▶ _Stated task_:
Gather each line of the material below that contains the word "above", and copy those lines in full.

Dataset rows
══════════

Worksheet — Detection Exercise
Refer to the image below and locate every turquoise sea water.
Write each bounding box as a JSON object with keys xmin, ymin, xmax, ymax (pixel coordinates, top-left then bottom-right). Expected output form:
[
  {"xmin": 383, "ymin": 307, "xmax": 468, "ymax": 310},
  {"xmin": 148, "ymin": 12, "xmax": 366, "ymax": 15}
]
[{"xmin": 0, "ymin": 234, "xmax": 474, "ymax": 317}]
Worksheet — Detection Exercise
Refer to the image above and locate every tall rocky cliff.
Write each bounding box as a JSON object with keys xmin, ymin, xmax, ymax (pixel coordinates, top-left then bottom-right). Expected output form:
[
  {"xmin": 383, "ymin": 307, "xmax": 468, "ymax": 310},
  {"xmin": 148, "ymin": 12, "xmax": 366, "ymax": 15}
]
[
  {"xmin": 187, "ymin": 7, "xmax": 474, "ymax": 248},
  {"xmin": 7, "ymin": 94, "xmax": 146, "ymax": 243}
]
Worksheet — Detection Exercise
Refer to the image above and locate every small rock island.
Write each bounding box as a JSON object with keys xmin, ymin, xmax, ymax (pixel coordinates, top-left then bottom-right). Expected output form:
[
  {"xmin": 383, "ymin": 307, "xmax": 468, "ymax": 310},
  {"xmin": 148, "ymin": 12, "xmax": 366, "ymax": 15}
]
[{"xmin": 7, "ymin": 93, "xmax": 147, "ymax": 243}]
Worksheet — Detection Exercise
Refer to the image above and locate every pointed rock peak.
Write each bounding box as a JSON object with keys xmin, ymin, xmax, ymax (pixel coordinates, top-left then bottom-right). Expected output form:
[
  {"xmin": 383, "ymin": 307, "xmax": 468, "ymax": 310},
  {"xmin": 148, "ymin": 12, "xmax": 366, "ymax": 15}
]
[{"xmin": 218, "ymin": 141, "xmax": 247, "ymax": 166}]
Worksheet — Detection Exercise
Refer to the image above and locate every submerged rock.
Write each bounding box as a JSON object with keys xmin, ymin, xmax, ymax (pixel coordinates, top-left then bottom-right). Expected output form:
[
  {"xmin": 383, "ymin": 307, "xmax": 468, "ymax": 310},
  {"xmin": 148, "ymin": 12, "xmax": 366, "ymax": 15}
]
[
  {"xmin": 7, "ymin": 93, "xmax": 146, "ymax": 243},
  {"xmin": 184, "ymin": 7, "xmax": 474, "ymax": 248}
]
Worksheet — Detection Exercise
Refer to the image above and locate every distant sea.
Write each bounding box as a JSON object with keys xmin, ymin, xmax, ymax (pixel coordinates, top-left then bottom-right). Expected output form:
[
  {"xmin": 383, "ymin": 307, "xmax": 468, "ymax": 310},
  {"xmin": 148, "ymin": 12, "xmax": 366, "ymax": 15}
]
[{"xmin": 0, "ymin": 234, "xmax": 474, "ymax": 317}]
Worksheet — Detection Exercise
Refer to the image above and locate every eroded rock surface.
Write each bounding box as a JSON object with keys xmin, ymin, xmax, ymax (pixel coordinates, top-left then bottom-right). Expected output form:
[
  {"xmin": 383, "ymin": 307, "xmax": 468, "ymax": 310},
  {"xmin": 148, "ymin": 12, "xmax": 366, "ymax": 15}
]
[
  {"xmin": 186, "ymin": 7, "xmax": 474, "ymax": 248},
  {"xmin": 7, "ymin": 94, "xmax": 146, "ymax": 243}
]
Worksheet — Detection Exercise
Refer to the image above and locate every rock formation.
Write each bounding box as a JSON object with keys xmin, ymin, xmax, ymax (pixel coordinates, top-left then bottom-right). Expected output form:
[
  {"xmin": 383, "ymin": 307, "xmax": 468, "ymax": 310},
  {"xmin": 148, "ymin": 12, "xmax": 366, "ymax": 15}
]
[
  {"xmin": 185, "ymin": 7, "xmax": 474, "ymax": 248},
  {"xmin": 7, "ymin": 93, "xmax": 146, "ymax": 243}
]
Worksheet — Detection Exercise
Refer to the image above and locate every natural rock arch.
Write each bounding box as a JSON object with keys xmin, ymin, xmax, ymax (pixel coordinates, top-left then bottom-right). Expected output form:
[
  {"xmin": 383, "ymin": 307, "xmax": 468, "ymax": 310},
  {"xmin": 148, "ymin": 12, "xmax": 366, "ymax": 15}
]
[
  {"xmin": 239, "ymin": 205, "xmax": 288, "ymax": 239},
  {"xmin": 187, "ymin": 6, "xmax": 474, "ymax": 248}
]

══════════

▶ _Output for this task_:
Refer to the image above and locate every tall rocky cliff.
Refer to the image above and locate every small rock island.
Refer to the image above and locate every pointed rock peak.
Refer to the image above and locate every submerged rock.
Refer to the image above and locate every distant sea.
Refer to the image above and locate every eroded rock surface.
Refer to the image above and locate every rock formation.
Refer to the image above and locate every natural rock arch.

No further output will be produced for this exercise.